ЧТО ПРЕДСТОИТ СДЕЛАТЬ →
**1.** Объясните по фрагменту о преклонении перед опытной политикой, почему неосуществившиеся намерения могут оказаться даже более важными, чем осуществившиеся.
**2.** Назовите всех мыслителей, упомянутых по имени во фрагменте о преклонении перед опытной политикой.
**3.** Продолжите фрагмент о преклонении перед опытной политикой, начав сразу после его последнего предложения.

ИЗВЛЕЧЁННЫЙ ТЕКСТ →
↓

Чтение онлайн

на главную

Жанры

Предательство интеллектуалов
Шрифт:

2. Превознесение политики, основанной на опыте, т.е. политики, согласно которой общество должно управляться принципами, доказавшими, что они могут сделать его сильным, а не «химерами», нацеленными на то, чтобы сделать его справедливым. Именно в этом узкопрактическом смысле преклонение перед опытной политикой ново для интеллектуалов; ибо если понимать под этим словосочетанием соблюдение принципов, которые показали себя способными сделать общество не только сильным, но и справедливым, то подобную политику, в противоположность политике чисто рациональной, советовали в мыслящем мире задолго до приверженцев Тэна или Огюста Конта [246] . Задолго до наших теоретиков «организующего эмпиризма» Спиноза утверждал, что политическая наука – наука опытная и что условия долговечности государств познаются не только разумом, но и наблюдением (см. его выпад против утопистов, «<Политический> трактат», I, 1); но он считал, что из наблюдения выясняется: для долговечности государству нужно не только иметь хорошую армию и послушный народ, но и соблюдать права граждан и даже соседних народов [247] . – Преклонение перед опытной политикой сопровождается сегодня у тех, кто ее принимает, явно рассчитанной на публику эффектной позой: известно, с каким неприступным видом, с какой презрительной твердостью, с какой мрачной уверенностью в обладании абсолютной истиной они изрекают, что в политике они «признают только факты». Тут мы констатируем – особенно

у французских мыслителей – нового рода романтизм, романтизм позитивизма; нет нужды перечислять читателю его крупнейших представителей. Кроме того, это преклонение обличает духовное упрощенчество, составляющее, собственно, приобретение XIX века [248] : убеждение, что учения, которые надо взять из прошлого (если допустить, что они есть), целиком выводятся из анализа фактов, то бишь из анализа осуществившихся намерений, – как будто намерения не осуществившиеся не являются значимыми и, возможно, даже более важными, поскольку это вполне могут быть те, которые теперь выдвигаются на первый план [249] . Преклонение перед фактом, добавим, это и притязание на то, что наконец найден «смысл истории», открыта «философия истории»; и здесь тоже видна духовная слабость, которой не страдали предыдущие века. Создавая свои философские концепции истории, Боссюэ и Гегель, безусловно, не были в большей степени метафизиками, чем Тэн, или Конт, или какой-нибудь из их горячих приверженцев, но они по крайней мере знали, что они метафизики, что иначе и быть не может, и не были так наивны, чтобы считать себя «чистыми учеными».

↑

ПРЕДСТАВЛЕННЫЕ ДАННЫЕ →
↓

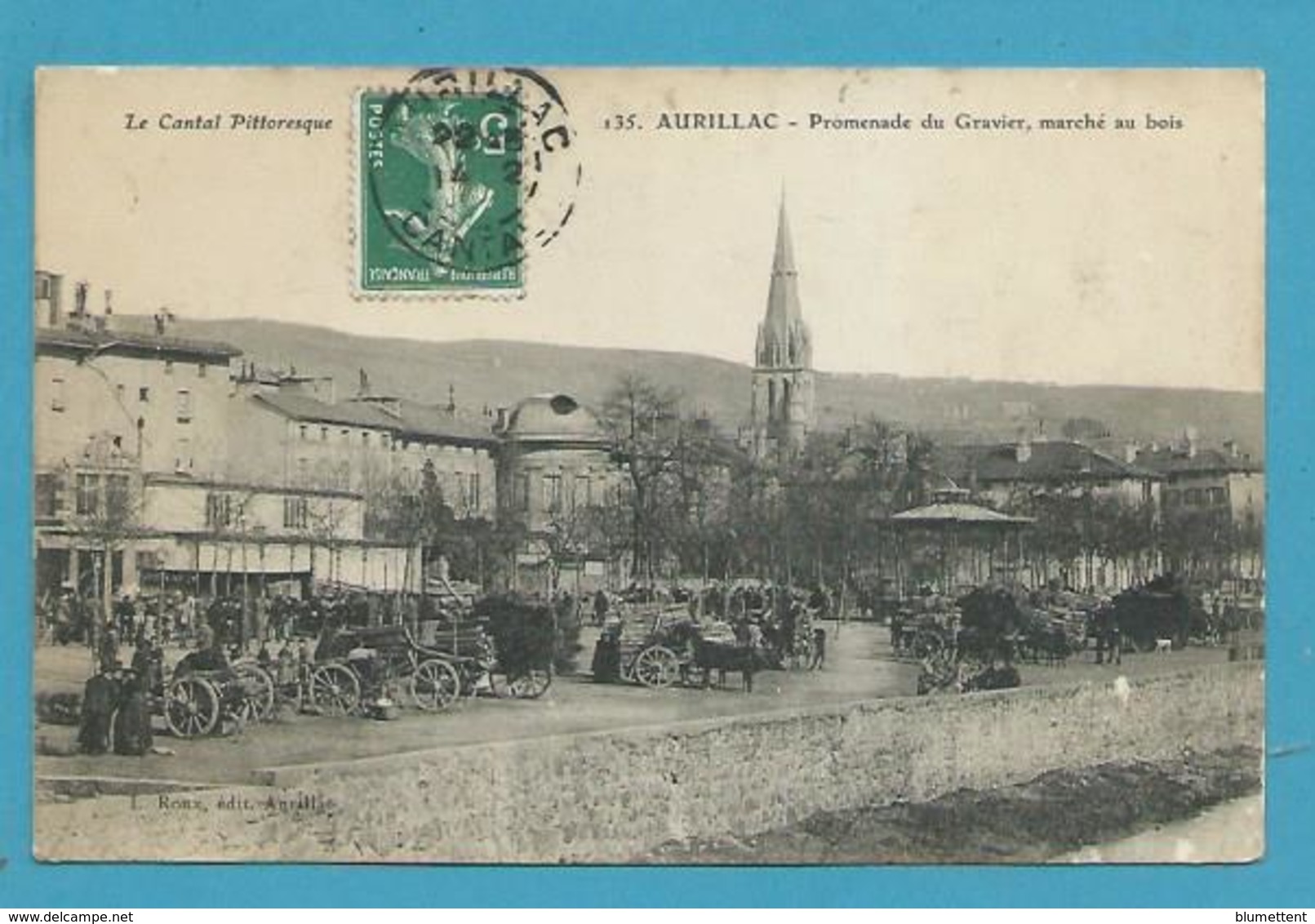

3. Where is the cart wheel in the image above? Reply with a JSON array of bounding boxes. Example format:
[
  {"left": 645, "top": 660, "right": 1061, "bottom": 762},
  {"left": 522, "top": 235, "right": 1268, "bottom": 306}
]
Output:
[
  {"left": 233, "top": 661, "right": 275, "bottom": 722},
  {"left": 411, "top": 657, "right": 461, "bottom": 713},
  {"left": 310, "top": 664, "right": 360, "bottom": 715},
  {"left": 506, "top": 668, "right": 553, "bottom": 700},
  {"left": 164, "top": 677, "right": 220, "bottom": 737},
  {"left": 631, "top": 646, "right": 680, "bottom": 689}
]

↑

ВЫПОЛНЕННЫЕ ЗАДАНИЯ →
**1.** Неосуществившиеся намерения могут оказаться более важными, поскольку это вполне могут быть те намерения, которые теперь выдвигаются на первый план.

**2.** Тэн, Огюст Конт, Спиноза, Боссюэ, Гегель.

**3.**
246

См. прим. L.

247

Другой мыслитель, по отношению к которому наши эмпирики проявляют крайнюю неблагодарность, – автор вот этих строк: «Рассудите, сколь опасно однажды привести в движение огромные массы, составляющие французскую нацию. Кто сумеет остановить это движение или предугадать все его возможные последствия? Даже если бы все преимущества нового плана были неоспоримы, какой здравомыслящий человек отважился бы упразднить давние обычаи, изменить давние принципы и придать государству иную форму, нежели та, к которой его привела история длительностью в тысячу триста лет?» (Ж. Ж. Руссо)*.

248

См. прим. М.

249

«Дух подлинно научный, – говорит один из таких поборников факта, – не испытывает потребности оправдывать привилегию, которая предстает как неустранимая элементарная данность общественной природы» (Поль Бурже). Но тот же «подлинно научный» дух испытывает потребность возмущаться протестом против этой привилегии, каковой протест, однако, также есть «неустранимая элементарная данность общественной природы». – Мне возразят, что протест этот – данность не общественной, а пассионарной природы, в части его противообщественного содержания. Действительно, именно такова, по существу, позиция этого догматизма: общественное рассматривают независимо от пассионарного, превратилось ли последнее в общественное (в результате католического воспитания), или же оно принуждено к молчанию (силой, согласно школе Морраса, либо тонким искусством, согласно школе Бенвиля). И вот что всего любопытнее: рассуждающие подобным образом об общественном самом по себе обвиняют своих противников в том, что они пробавляются абстракциями.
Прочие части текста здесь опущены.